Can you transcribe every line exactly and leave the pictures behind?

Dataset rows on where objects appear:
++++++++
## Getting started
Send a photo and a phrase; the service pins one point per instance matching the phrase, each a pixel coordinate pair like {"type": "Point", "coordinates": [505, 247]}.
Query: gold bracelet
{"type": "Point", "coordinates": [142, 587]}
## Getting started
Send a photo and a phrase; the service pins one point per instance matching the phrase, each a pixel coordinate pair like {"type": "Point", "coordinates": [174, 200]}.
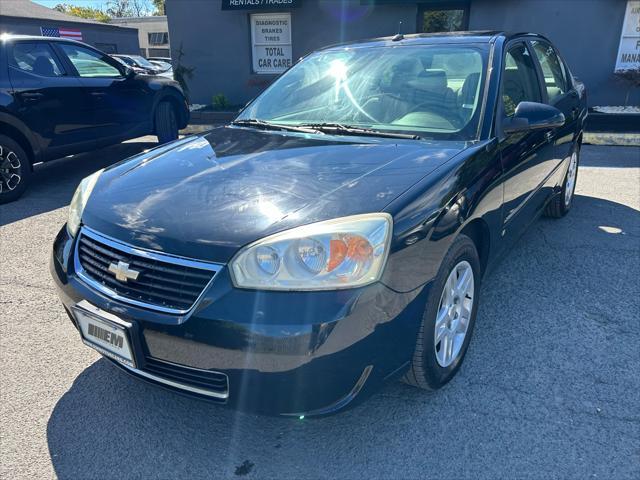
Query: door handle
{"type": "Point", "coordinates": [31, 97]}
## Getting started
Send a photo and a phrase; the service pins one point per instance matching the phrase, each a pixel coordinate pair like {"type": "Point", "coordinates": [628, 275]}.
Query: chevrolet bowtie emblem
{"type": "Point", "coordinates": [122, 271]}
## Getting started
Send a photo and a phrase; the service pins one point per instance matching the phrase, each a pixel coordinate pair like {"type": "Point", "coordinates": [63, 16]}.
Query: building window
{"type": "Point", "coordinates": [158, 38]}
{"type": "Point", "coordinates": [107, 47]}
{"type": "Point", "coordinates": [448, 18]}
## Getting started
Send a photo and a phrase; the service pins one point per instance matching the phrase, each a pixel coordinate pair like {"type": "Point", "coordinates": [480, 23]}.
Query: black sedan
{"type": "Point", "coordinates": [336, 234]}
{"type": "Point", "coordinates": [59, 97]}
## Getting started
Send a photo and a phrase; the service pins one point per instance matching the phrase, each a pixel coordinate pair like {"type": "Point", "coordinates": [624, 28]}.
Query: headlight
{"type": "Point", "coordinates": [342, 253]}
{"type": "Point", "coordinates": [79, 201]}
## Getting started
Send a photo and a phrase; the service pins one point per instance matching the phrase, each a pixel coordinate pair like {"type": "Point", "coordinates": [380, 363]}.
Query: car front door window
{"type": "Point", "coordinates": [89, 63]}
{"type": "Point", "coordinates": [555, 80]}
{"type": "Point", "coordinates": [519, 80]}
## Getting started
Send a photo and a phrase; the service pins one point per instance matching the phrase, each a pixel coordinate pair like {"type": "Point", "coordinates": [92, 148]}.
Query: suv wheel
{"type": "Point", "coordinates": [15, 170]}
{"type": "Point", "coordinates": [166, 122]}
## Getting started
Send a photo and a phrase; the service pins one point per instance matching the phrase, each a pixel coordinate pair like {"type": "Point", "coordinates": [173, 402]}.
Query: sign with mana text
{"type": "Point", "coordinates": [629, 51]}
{"type": "Point", "coordinates": [271, 42]}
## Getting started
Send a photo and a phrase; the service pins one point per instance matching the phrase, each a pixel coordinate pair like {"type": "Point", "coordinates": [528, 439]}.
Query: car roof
{"type": "Point", "coordinates": [441, 38]}
{"type": "Point", "coordinates": [9, 37]}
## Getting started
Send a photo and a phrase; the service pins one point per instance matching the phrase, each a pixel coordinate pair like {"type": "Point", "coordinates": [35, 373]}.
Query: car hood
{"type": "Point", "coordinates": [205, 196]}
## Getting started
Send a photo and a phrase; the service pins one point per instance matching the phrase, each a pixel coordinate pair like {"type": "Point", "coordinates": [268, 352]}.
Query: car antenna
{"type": "Point", "coordinates": [398, 36]}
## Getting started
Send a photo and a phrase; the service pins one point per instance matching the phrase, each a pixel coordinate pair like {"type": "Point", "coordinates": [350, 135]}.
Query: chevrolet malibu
{"type": "Point", "coordinates": [336, 234]}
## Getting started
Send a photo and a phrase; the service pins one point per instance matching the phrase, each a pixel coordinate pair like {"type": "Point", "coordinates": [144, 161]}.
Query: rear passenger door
{"type": "Point", "coordinates": [46, 96]}
{"type": "Point", "coordinates": [560, 93]}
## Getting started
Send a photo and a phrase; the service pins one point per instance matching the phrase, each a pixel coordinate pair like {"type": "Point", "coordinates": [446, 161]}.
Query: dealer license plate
{"type": "Point", "coordinates": [105, 333]}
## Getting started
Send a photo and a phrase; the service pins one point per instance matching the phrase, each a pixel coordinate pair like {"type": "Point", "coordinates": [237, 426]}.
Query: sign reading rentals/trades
{"type": "Point", "coordinates": [271, 41]}
{"type": "Point", "coordinates": [629, 51]}
{"type": "Point", "coordinates": [258, 4]}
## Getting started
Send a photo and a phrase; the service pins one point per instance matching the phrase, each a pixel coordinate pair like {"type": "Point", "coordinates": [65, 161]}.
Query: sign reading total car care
{"type": "Point", "coordinates": [271, 40]}
{"type": "Point", "coordinates": [629, 51]}
{"type": "Point", "coordinates": [258, 4]}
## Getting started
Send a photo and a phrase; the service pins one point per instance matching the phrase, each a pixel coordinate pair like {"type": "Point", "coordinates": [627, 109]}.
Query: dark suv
{"type": "Point", "coordinates": [60, 97]}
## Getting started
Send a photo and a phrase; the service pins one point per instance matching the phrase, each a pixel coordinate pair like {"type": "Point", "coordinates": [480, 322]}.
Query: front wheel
{"type": "Point", "coordinates": [166, 123]}
{"type": "Point", "coordinates": [560, 205]}
{"type": "Point", "coordinates": [15, 170]}
{"type": "Point", "coordinates": [448, 319]}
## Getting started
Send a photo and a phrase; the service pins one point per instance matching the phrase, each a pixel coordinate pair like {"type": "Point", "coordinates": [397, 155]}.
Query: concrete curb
{"type": "Point", "coordinates": [612, 138]}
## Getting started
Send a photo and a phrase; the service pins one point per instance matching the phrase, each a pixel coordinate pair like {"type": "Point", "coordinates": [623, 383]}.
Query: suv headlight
++++++++
Solution below:
## Getting started
Send a photo and a phrase; the service pins one point per instance matching the phrase, each a pixel coordinate pair like {"type": "Point", "coordinates": [505, 247]}.
Query: gold bracelet
{"type": "Point", "coordinates": [142, 587]}
## Getting started
Send a photo and a phrase; the service pins one point per instance matching the phrase, each a pixel coordinate pair like {"type": "Point", "coordinates": [174, 200]}.
Query: door handle
{"type": "Point", "coordinates": [31, 97]}
## Getting started
Send a photo and a phrase; the service pins one point per instance matching the phrase, each a pixel coordinate pair like {"type": "Point", "coordinates": [628, 275]}.
Query: chevrolet bowtie emblem
{"type": "Point", "coordinates": [122, 271]}
## Getting started
Send a photo and a phrase; the service pins one point per instance matching the phrase, each a pixel coordinate pair like {"type": "Point", "coordinates": [63, 16]}.
Query: building window
{"type": "Point", "coordinates": [158, 38]}
{"type": "Point", "coordinates": [107, 47]}
{"type": "Point", "coordinates": [448, 18]}
## Getting started
Send a photo and a phrase; the service pins one point per instance matching the phrase, each a pixel coordinate pair like {"type": "Point", "coordinates": [480, 23]}.
Query: black sedan
{"type": "Point", "coordinates": [336, 234]}
{"type": "Point", "coordinates": [59, 97]}
## Getting started
Send a photo and a phrase; the service pins one point per instance matching the phrase, each a pixel coordinate pair like {"type": "Point", "coordinates": [624, 28]}.
Query: headlight
{"type": "Point", "coordinates": [342, 253]}
{"type": "Point", "coordinates": [79, 201]}
## Getting started
Send a photo and a phrase; the service pins one point per instance matching the phrase, each a pixel coordinate pair like {"type": "Point", "coordinates": [380, 363]}.
Query: car front door window
{"type": "Point", "coordinates": [89, 63]}
{"type": "Point", "coordinates": [555, 80]}
{"type": "Point", "coordinates": [519, 80]}
## Getting started
Send a photo and a phrase; the service pins one point per instance matching the phrase, each a pixel coordinate pair like {"type": "Point", "coordinates": [92, 148]}.
Query: suv wheel
{"type": "Point", "coordinates": [15, 170]}
{"type": "Point", "coordinates": [166, 122]}
## Getting started
Send a photo and a phrase; the service pins one point per instance matching the phrase, each a pixel coordinate pair like {"type": "Point", "coordinates": [173, 402]}.
Query: sign with mana text
{"type": "Point", "coordinates": [629, 51]}
{"type": "Point", "coordinates": [271, 42]}
## Getting started
Send a photo and a phrase; the service pins one point per instance matching the phrase, each a pixel coordinate pair like {"type": "Point", "coordinates": [528, 439]}.
Query: car roof
{"type": "Point", "coordinates": [441, 38]}
{"type": "Point", "coordinates": [9, 37]}
## Getting started
Send a photo and a phrase; the service pins one point per instance matching the phrase, each a pixel coordinate pair like {"type": "Point", "coordinates": [35, 373]}.
Query: car hood
{"type": "Point", "coordinates": [205, 196]}
## Getting started
Send a photo and a phrase; the service pins one point per instance matching the phrase, each a pixel coordinate pair like {"type": "Point", "coordinates": [268, 352]}.
Query: car antenna
{"type": "Point", "coordinates": [398, 36]}
## Getting started
Send a photo and a phrase; the service pins one point per instance matching the phrase, each a pixel coordinate pair like {"type": "Point", "coordinates": [350, 135]}.
Query: chevrolet malibu
{"type": "Point", "coordinates": [336, 234]}
## Getting started
Send a photo and a phrase; the service pins one point per instance matching the phrase, each a pixel coordinate pair like {"type": "Point", "coordinates": [144, 161]}.
Query: rear passenger door
{"type": "Point", "coordinates": [46, 96]}
{"type": "Point", "coordinates": [560, 93]}
## Getting started
Send a photo and a phrase; the service pins one point per instance matching the phrase, each a pixel coordinate pair like {"type": "Point", "coordinates": [446, 161]}.
Query: dealer license plate
{"type": "Point", "coordinates": [105, 333]}
## Getting started
Send a photo and a phrase; the service pins one point per instance matching the phrase, each a pixel coordinate pair like {"type": "Point", "coordinates": [237, 426]}.
Query: sign reading rentals/trades
{"type": "Point", "coordinates": [271, 41]}
{"type": "Point", "coordinates": [629, 51]}
{"type": "Point", "coordinates": [258, 4]}
## Getting started
Send a photo and a phrase; the service pins one point per instance matching the phrase, each a pixel coordinate pair like {"type": "Point", "coordinates": [65, 161]}.
Query: sign reading total car care
{"type": "Point", "coordinates": [271, 40]}
{"type": "Point", "coordinates": [629, 51]}
{"type": "Point", "coordinates": [258, 4]}
## Getting started
Send a photo and a phrase; the service pins one point per instance matching the phrase, each a pixel coordinate pair like {"type": "Point", "coordinates": [627, 109]}.
Query: dark suv
{"type": "Point", "coordinates": [60, 97]}
## Getting started
Send a photo and a phrase; the service pins one point per instance matching the phrase, each a pixel coordinate pair like {"type": "Point", "coordinates": [480, 322]}.
Query: front wheel
{"type": "Point", "coordinates": [166, 123]}
{"type": "Point", "coordinates": [560, 205]}
{"type": "Point", "coordinates": [15, 170]}
{"type": "Point", "coordinates": [448, 319]}
## Getting started
Send a photo and a phrase; the service pins one point per instance matching the phrase, each a pixel coordinate pair like {"type": "Point", "coordinates": [397, 155]}.
Query: concrete curb
{"type": "Point", "coordinates": [612, 138]}
## Getting started
Send a photo and a phrase; the service pins one point per instance matching the phrase, each a pixel coordinate pair like {"type": "Point", "coordinates": [623, 383]}.
Query: suv headlight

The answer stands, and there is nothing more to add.